Da più di un decennio l’attività economica del Porto franco Nord di Trieste (detto Porto Vecchio) è stata boicottata e le sue infrastrutture lasciate in uno stato di abbandono con il fine ultimo di poter avviare progetti di “riqualificazione” (leggesi speculazione) edilizia. Un episodio chiave è la recente approvazione della delibera sulla proposta di project financing dalla Costim con Elmet Srl e Impresa Percassi Spa per i progetti edili di “riqualificazione”del porto franco nord.
Per il nefasto piano, il comune intende usare i fondi comunitari erogati nell’ambito del programma NGEU – Next Generation EU per c.d. “progetti di rilancio sostenibile e innovativo”. Solamente una minima parte dei fondi richiesti dal Comune verrebbe effettivamente destinata a progetti di pubblica utilità. Ben 112 milioni di euro, pari all’80% delle richieste, sono infatti indirizzati verso la trasformazione urbanistica del “Porto Vecchio”, un’area che il sindaco Dipiazza e la sua giunta continuano erroneamente a presentare come proprietà del Comune, quando si tratta, secondo il Trattato di Pace di Parigi, di una zona internazionale su cui lo stato italiano non ha alcuna sovranità.

# Compito richiesto A
Come si traduce in inglese questa frase del testo sul Porto Vecchio di Trieste: "Solamente una minima parte dei fondi richiesti dal Comune verrebbe effettivamente destinata a progetti di pubblica utilità."?
# Compito richiesto B
Rispondi a queste domande sul testo sul Porto Vecchio di Trieste:
(i) Da quanto tempo l'attività economica del Porto franco Nord è stata boicottata?
(ii) Insieme a quali imprese la Costim ha presentato la proposta di project financing?
(iii) Quanti milioni di euro sono indirizzati verso la trasformazione urbanistica del "Porto Vecchio", e a quale percentuale delle richieste corrispondono?
# Compito richiesto C
Riassumi in due frasi il testo sul Porto Vecchio di Trieste.

# Registrazioni tratte da un dataset
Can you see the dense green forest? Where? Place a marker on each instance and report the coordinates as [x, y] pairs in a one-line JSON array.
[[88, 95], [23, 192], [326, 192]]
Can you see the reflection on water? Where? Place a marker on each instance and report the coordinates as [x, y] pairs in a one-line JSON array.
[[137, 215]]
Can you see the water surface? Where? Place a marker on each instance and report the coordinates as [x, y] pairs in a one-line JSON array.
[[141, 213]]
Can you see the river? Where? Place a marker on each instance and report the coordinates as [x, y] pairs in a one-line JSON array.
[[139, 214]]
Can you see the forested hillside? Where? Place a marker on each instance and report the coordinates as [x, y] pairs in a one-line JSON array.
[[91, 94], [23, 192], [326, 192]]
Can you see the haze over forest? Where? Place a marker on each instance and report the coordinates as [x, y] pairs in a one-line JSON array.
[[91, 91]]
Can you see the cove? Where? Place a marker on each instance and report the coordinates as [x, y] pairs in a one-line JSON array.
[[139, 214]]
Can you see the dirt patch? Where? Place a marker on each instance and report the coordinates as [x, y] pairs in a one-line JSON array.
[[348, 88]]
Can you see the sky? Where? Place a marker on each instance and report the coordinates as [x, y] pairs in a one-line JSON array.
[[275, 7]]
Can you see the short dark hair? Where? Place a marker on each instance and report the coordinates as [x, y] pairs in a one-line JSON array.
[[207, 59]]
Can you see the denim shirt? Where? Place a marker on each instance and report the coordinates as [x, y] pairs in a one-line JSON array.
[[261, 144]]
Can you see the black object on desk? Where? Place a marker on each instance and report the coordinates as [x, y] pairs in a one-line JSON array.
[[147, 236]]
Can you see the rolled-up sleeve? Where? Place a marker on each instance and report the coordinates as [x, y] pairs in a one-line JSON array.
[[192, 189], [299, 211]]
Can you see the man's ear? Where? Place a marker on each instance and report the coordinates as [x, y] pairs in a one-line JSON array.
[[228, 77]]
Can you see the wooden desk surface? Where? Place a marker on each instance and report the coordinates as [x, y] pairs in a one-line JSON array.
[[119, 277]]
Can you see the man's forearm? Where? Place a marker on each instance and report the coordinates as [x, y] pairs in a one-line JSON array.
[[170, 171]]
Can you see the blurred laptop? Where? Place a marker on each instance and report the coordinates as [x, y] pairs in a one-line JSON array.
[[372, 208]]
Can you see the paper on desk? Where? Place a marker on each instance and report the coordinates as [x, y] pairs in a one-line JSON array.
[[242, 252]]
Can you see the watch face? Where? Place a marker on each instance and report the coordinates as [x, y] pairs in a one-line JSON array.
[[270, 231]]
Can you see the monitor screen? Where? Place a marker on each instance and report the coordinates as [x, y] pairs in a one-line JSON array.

# Soluzione proposta A
Only a minimal share of the funds requested by the Municipality would actually be allocated to projects of public utility.

# Soluzione proposta B
(i) Da più di un decennio.
(ii) Elmet Srl e Impresa Percassi Spa.
(iii) 112 milioni di euro, pari all'80% delle richieste.

# Soluzione proposta C
Secondo il testo, da più di un decennio l'attività del Porto franco Nord di Trieste è boicottata e le sue infrastrutture abbandonate per favorire la speculazione edilizia, come mostra la recente delibera sulla proposta di project financing della Costim con Elmet Srl e Impresa Percassi Spa. Il Comune intende usare fondi NGEU, indirizzandone 112 milioni, l'80% delle richieste, alla trasformazione urbanistica di un'area che, per il Trattato di Pace di Parigi, sarebbe una zona internazionale senza sovranità italiana.